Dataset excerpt
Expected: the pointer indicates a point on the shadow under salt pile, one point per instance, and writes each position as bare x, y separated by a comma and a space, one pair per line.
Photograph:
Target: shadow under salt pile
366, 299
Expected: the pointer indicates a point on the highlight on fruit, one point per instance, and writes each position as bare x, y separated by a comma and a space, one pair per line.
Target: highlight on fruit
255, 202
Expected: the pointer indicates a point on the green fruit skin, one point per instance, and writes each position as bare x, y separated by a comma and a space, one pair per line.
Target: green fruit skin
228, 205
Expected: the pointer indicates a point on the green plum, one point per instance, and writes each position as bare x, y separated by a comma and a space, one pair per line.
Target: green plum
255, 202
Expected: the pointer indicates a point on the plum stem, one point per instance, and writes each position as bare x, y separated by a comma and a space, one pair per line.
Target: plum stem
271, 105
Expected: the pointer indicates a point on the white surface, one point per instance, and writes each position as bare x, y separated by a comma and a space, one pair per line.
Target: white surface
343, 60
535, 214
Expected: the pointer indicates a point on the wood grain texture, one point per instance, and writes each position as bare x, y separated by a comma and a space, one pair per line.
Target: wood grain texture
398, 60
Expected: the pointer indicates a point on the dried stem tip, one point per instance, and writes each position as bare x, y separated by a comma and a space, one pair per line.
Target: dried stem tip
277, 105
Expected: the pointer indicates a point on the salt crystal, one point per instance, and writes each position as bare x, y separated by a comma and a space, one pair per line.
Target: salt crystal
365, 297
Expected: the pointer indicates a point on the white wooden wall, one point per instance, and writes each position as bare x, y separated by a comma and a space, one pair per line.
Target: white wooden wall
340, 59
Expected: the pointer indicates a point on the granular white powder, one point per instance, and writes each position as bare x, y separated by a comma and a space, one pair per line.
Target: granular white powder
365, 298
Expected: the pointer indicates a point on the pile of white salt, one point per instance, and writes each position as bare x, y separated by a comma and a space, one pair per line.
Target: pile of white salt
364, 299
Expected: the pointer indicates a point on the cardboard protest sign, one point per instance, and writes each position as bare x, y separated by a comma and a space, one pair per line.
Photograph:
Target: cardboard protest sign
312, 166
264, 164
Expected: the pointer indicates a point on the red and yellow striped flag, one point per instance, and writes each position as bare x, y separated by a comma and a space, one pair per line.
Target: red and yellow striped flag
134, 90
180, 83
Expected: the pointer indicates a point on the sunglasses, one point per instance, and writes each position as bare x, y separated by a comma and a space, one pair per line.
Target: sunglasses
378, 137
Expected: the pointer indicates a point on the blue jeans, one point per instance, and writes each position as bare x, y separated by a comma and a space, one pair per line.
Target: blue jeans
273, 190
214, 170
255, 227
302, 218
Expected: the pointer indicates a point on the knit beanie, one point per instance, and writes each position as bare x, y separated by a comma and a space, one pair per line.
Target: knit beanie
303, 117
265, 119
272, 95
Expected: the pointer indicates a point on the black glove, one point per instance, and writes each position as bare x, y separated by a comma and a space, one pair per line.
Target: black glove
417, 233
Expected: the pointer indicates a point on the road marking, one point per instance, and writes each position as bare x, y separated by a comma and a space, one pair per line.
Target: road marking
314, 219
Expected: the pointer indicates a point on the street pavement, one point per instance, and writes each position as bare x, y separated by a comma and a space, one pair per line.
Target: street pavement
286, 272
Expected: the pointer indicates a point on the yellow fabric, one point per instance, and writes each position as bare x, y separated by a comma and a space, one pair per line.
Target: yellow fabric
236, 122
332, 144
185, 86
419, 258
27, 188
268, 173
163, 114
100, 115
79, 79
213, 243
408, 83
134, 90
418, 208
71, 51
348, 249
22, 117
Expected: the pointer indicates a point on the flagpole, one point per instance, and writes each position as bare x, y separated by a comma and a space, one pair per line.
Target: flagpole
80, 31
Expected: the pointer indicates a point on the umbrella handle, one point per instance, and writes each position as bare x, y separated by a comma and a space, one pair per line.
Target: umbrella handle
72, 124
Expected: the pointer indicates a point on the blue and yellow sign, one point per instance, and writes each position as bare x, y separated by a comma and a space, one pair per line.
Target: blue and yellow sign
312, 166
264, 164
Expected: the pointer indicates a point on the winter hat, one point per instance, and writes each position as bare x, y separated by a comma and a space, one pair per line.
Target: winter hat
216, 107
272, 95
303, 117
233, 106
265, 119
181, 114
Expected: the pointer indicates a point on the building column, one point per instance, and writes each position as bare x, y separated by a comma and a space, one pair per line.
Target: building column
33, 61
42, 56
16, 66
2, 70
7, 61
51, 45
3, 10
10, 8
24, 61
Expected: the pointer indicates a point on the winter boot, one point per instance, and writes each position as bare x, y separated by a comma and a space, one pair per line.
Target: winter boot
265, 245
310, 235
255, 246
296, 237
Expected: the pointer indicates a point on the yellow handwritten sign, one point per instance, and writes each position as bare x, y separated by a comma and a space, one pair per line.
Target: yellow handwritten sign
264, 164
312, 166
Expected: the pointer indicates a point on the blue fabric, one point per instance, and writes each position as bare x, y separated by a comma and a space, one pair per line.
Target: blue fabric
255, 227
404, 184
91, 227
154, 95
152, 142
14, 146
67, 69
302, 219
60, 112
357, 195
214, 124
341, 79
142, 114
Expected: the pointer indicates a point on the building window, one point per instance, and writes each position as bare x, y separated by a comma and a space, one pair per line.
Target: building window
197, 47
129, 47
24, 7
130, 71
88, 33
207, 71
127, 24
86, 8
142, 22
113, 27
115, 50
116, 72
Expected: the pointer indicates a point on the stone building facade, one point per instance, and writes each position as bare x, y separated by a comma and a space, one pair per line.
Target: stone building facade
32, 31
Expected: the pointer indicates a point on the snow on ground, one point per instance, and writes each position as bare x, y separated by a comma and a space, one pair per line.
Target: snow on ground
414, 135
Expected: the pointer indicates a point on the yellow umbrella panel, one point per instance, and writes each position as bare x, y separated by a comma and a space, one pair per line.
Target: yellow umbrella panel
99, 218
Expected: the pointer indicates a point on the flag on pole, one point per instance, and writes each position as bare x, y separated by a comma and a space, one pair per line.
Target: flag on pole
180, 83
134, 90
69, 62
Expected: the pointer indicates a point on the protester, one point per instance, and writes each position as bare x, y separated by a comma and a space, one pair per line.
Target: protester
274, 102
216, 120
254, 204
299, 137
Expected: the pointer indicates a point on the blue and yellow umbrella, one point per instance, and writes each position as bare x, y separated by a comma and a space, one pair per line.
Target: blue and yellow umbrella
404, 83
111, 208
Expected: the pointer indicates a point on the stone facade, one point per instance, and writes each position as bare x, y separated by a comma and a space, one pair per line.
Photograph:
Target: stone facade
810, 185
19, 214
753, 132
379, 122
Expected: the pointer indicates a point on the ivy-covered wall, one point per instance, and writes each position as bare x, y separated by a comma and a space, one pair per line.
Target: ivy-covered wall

PROMPT: Print the listing above in full, exactly as it is.

OUTPUT:
Expected: the pointer indicates a point on the shadow under salt pile, one point per instance, and writes each position as bare x, y separated by a comma and a space, one pair per line.
Photograph:
Target: shadow under salt pile
366, 299
Expected: the pointer indicates a point on the highlight on fruit, one point per instance, and writes each position as bare x, y separated by a comma and a space, one pair per line.
Target: highlight on fruit
255, 202
Expected: the pointer indicates a point on the green fruit skin, one point per instance, and writes each position as bare x, y separated by a comma and a space, one pair per line.
Target: green fruit skin
228, 205
Expected: the pointer indicates a point on the green plum, one point per instance, and writes each position as bare x, y separated by a comma and a space, one pair per line.
Target: green plum
255, 202
Expected: the pointer indicates a point on the plum stem, one point per instance, and writes each position as bare x, y separated by a comma and a space, one pair per line.
Target: plum stem
271, 105
Expected: the pointer indicates a point on the white surface, one point per instance, and writes each position as bare x, y separated by a comma and a space, one pair per line.
Target: white surface
343, 60
535, 214
Expected: the pointer indicates a point on the wood grain texture, one point per instance, and writes each position as bare x, y separated by a comma and a space, one pair per line.
Target: wood grain texture
398, 60
Expected: the pointer indicates a point on the dried stem tip, one point per instance, and writes each position as bare x, y separated by a comma and a space, one pair per line.
Target: dried stem tip
277, 105
Expected: the pointer indicates a point on the salt crystal, one point per instance, and writes each position as bare x, y separated by a comma and a space, one pair per line.
Target: salt crystal
365, 297
Expected: the pointer indicates a point on the white wooden wall, one point per instance, and writes each position as bare x, y separated by a comma and a space, one pair per line.
Target: white wooden wall
340, 59
Expected: the pointer indicates a point on the granular white powder, one point per instance, and writes each position as bare x, y separated by a comma and a space, one pair per line.
Target: granular white powder
365, 298
Expected: the pointer indicates a point on the pile of white salt, one point per instance, and writes each position as bare x, y separated by a comma and a space, one pair per line.
Target: pile of white salt
364, 299
Expected: the pointer indicates a point on the cardboard protest sign, one point per instance, and writes each position as bare x, y separated by a comma and a space, one pair per line.
Photograph:
Target: cardboard protest sign
312, 166
264, 164
Expected: the pointer indicates a point on the red and yellow striped flag, one point per instance, and writes each position as bare x, y separated by a comma and a space, one pair per line.
Target: red and yellow striped flag
134, 90
180, 83
Expected: the pointer indicates a point on the sunglasses, one point per instance, and writes each position as bare x, y separated by a comma and a space, one pair per line.
Target: sunglasses
378, 137
Expected: the pointer indicates a point on the blue jeans, one point per instance, and writes each position as bare x, y separated by a comma and a space, one pair per line.
Target: blue jeans
273, 190
214, 170
255, 227
302, 218
Expected: the pointer indicates a point on the knit beanie, one point per instance, and writes each position as bare x, y separated by a comma and a space, one pair per line.
Target: knit beanie
303, 117
265, 119
272, 95
Expected: the pointer indicates a point on the black glove, one point per instance, and writes each position as bare x, y separated by a comma and a space, one pair per line.
Target: black glove
417, 233
Expected: the pointer indicates a point on the road marking, one point per instance, and writes each position as bare x, y separated by a comma and a space, one pair per line.
Target: road marking
314, 219
Expected: the pointer indicates a point on the street pavement, one point per instance, and writes each position as bare x, y separated by a comma and a space, one pair per line.
Target: street pavement
286, 272
Expected: the pointer indicates a point on the yellow fabric, one point per instance, and writes each position as bare x, y separated by a comma and a space, one pair per line.
Target: yellow fabric
236, 122
332, 144
185, 86
419, 258
27, 188
268, 173
163, 114
100, 115
79, 79
213, 243
408, 83
134, 90
418, 208
71, 51
348, 249
22, 117
Expected: the pointer indicates a point on the flagpole, one point per instance, and writes each position as bare x, y separated by a comma and a space, one pair per line.
Target: flagpole
80, 31
Expected: the pointer indicates a point on the umbrella handle, one point per instance, and writes each position as bare x, y separated by a comma and a space, one pair per line.
Target: umbrella handle
72, 124
Expected: the pointer indicates a point on the blue and yellow sign, one point per instance, and writes each position as bare x, y separated by a comma and a space, one pair per line.
Target: blue and yellow sign
312, 166
264, 164
Expected: the pointer indicates a point on the winter hat, one point per instance, and writes each position as bare x, y separated by a comma and a space, one pair per line.
Target: winter hat
216, 107
272, 95
303, 117
233, 106
265, 119
181, 114
Expected: the pointer indicates a point on the building column, one point per instance, and writes each position as bare x, y separated by a comma and a space, one pair per line.
Target: building column
33, 61
42, 56
16, 66
2, 70
7, 61
51, 45
3, 10
10, 8
24, 61
Expected: the pointer indicates a point on the winter boot, one point per instance, and writes each position as bare x, y separated by a comma and a space, one pair per line.
Target: winter boot
265, 245
310, 235
255, 246
296, 237
Expected: the pointer indicates a point on the yellow handwritten sign, one point per instance, and writes each position as bare x, y separated by a comma and a space, one pair per line.
Target: yellow handwritten sign
264, 164
312, 166
Expected: the pointer indicates a point on the blue fabric, one point per instance, and writes each position as bare x, y separated by a comma and a space, one pair per line.
Target: blue fabric
255, 227
404, 184
91, 227
154, 95
152, 142
14, 146
67, 69
302, 219
60, 112
357, 195
214, 124
341, 79
142, 114
Expected: the pointer indicates a point on the building window, one point per instance, and writes each position as bare x, y separated by a comma and a space, one pair per line.
Target: building window
197, 47
129, 47
24, 7
130, 71
88, 33
207, 71
127, 24
86, 8
142, 22
113, 27
115, 50
116, 72
Expected: the pointer indicates a point on the stone building facade, one point per instance, and writes each position as bare x, y separated by a comma and a space, one pair per line.
Target: stone building facade
32, 31
Expected: the pointer indicates a point on the snow on ground, one point per instance, and writes each position as bare x, y separated by a comma and a space, one pair per line.
Target: snow on ground
414, 135
Expected: the pointer indicates a point on the yellow umbrella panel, one point per instance, and writes each position as bare x, y separated by a comma and a space, one pair per line.
Target: yellow umbrella panel
99, 218
Expected: the pointer indicates a point on the flag on pole, one point per instance, and writes each position as bare x, y separated by a comma and a space, one pair per line.
Target: flag on pole
180, 83
134, 90
69, 62
Expected: the pointer indicates a point on the protester, one point per instance, and writes each position as bare x, y separated by a comma and a space, one pair per line.
Target: protester
274, 102
216, 120
254, 204
299, 137
Expected: the pointer indicates a point on the blue and yellow umbrella, one point per instance, and writes each position as bare x, y separated by a comma and a space, one pair per line.
Target: blue and yellow umbrella
404, 83
111, 208
Expected: the pointer indicates a point on the stone facade, one point per instance, and writes each position as bare x, y separated by a comma and a space, one pair per line.
Photograph:
Target: stone facade
810, 185
19, 214
753, 132
379, 122
Expected: the pointer indicates a point on the ivy-covered wall, one point per instance, and writes each position as bare x, y separated by a comma and a space, one pair per line.
Target: ivy-covered wall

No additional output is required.